> [Data to use]
Content starts

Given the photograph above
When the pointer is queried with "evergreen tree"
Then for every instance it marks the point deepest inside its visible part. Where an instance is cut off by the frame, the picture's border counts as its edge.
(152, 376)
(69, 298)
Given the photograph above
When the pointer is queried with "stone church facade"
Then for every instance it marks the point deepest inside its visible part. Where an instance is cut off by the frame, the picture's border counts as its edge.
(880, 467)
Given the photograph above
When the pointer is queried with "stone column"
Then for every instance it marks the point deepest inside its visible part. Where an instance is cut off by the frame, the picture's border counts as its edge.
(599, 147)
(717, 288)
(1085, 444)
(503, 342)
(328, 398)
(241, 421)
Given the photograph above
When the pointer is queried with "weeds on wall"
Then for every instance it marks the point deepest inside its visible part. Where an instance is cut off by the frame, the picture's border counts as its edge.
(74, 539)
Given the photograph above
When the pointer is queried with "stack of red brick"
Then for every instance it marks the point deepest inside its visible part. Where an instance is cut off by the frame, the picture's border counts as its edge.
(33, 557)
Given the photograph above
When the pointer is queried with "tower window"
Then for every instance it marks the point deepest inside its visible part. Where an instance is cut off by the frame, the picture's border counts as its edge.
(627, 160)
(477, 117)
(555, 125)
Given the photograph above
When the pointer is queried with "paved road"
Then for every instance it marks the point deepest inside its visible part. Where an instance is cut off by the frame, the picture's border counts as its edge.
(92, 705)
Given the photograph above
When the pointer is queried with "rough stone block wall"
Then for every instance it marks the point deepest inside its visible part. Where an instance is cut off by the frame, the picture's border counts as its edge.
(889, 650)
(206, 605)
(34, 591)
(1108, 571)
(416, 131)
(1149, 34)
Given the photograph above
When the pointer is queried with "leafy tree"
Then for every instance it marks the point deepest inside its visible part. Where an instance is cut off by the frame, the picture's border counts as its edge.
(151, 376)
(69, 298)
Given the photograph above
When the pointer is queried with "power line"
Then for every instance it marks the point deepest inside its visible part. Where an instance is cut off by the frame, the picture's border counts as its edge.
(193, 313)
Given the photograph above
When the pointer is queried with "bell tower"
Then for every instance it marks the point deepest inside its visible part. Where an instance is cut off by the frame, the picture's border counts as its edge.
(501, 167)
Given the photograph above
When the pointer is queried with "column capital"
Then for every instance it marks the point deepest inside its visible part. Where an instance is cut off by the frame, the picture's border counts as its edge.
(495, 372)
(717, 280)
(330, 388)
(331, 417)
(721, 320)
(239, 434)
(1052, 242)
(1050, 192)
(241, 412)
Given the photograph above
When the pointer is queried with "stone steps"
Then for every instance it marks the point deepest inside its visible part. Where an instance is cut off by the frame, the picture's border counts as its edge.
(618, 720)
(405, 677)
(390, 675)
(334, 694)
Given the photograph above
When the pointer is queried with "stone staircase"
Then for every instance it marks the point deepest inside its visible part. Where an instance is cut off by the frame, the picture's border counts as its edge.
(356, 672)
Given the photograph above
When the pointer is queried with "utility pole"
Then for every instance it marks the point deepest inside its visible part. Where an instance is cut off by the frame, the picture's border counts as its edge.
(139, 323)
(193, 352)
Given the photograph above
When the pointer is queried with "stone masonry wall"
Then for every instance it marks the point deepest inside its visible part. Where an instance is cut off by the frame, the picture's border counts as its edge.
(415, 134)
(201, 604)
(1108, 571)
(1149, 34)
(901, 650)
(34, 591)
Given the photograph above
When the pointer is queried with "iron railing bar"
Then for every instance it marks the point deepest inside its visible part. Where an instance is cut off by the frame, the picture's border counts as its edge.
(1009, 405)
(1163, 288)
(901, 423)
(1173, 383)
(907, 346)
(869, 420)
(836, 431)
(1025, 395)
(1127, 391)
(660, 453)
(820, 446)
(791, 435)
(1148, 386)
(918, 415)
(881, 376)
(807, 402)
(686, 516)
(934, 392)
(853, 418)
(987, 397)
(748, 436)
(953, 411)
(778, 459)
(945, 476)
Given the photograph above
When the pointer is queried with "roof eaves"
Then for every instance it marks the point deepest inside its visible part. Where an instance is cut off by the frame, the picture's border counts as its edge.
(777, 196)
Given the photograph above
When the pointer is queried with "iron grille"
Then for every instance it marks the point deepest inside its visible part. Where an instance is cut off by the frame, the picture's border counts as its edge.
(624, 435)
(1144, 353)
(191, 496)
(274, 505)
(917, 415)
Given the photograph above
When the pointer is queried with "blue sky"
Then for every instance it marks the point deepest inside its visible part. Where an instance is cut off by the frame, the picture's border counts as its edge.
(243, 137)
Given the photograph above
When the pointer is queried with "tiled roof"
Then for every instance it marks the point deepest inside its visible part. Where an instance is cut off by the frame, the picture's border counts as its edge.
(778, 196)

Content ends

> [Instructions for the task]
Go through the listing above and list every line that has the word "iron".

> [Exercise solution]
When the pointer is queried with "iron railing bar"
When the pointer is queried with "iron grille"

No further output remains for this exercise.